• [Data section]:
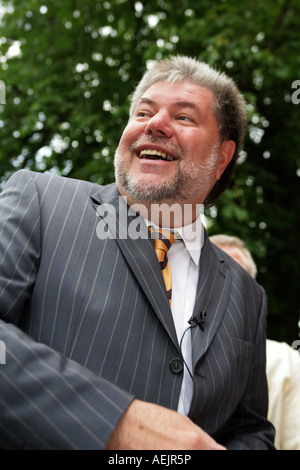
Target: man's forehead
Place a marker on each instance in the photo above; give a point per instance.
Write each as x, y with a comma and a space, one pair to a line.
184, 93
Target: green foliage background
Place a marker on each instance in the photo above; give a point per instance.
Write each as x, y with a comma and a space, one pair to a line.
69, 66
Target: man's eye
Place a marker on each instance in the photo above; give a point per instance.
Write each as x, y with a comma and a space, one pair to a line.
185, 118
142, 114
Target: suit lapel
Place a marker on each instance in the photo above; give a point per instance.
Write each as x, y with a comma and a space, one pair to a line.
212, 296
131, 234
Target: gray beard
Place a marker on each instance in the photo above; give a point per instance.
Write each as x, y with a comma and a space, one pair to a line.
187, 184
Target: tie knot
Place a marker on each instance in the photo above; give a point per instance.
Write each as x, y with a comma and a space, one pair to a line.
162, 239
162, 242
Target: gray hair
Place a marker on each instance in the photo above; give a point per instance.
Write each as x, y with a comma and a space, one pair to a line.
228, 107
235, 242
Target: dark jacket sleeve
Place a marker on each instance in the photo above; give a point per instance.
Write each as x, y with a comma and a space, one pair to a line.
47, 401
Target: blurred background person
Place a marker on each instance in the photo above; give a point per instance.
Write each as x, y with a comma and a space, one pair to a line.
283, 364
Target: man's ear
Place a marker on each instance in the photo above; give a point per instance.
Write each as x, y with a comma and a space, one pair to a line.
227, 150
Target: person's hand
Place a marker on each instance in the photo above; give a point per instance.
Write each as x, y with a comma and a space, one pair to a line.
145, 426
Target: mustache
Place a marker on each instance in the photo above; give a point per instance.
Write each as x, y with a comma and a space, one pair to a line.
170, 148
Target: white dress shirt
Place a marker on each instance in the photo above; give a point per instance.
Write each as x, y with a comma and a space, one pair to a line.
184, 259
283, 372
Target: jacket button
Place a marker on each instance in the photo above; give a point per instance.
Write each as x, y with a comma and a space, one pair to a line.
176, 365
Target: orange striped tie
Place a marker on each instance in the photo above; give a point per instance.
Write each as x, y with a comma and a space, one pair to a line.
162, 241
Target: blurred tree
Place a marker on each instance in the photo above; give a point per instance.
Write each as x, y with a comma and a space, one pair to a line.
70, 66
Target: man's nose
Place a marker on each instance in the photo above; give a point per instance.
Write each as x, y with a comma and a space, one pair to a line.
159, 125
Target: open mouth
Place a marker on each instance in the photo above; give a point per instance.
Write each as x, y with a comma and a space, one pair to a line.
152, 154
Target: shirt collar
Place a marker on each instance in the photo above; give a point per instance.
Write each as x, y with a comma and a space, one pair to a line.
192, 236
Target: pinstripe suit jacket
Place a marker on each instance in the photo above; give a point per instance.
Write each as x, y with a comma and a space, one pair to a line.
87, 327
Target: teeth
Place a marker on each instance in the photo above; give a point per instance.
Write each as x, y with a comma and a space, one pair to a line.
163, 155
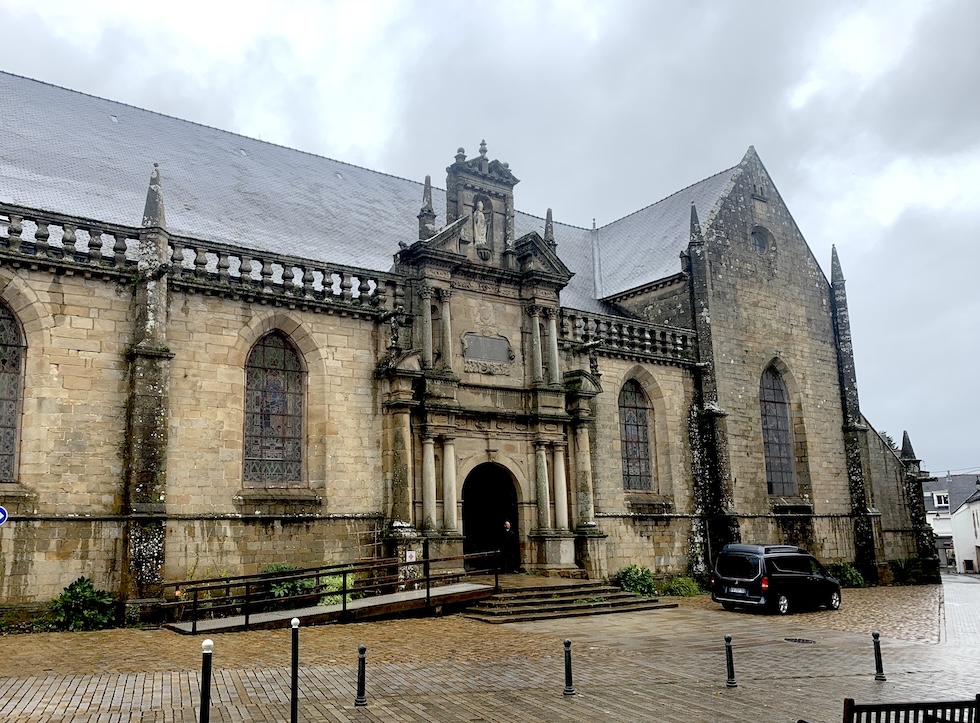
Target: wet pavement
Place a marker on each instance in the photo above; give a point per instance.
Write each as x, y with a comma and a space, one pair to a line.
663, 665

• [Brief]: Starting at the line that contains "Target: shirt collar", retype each line through the final one in the listing, with both ends kept and the pictures omitted.

• [Response]:
Target: shirt collar
Place a marker on each instance in the photo above; give a point per instance.
Write each as x, y with a comma and a space, one pair to a line.
192, 236
Target: pinstripe suit jacket
Place a marker on each instance in the photo above; give a point per instance.
Write each as x, y with a comma and a space, one pair to a line.
87, 327
Target: teeth
Place a marker on each instance in the photo above; give a point per instance.
Write each as x, y with a comma and a space, one pair to a line.
163, 155
Target: wet pavement
Place a marker on each instance in the photo above; give a point per instance.
Write each as x, y with a comma and a space, one pair to a line.
663, 665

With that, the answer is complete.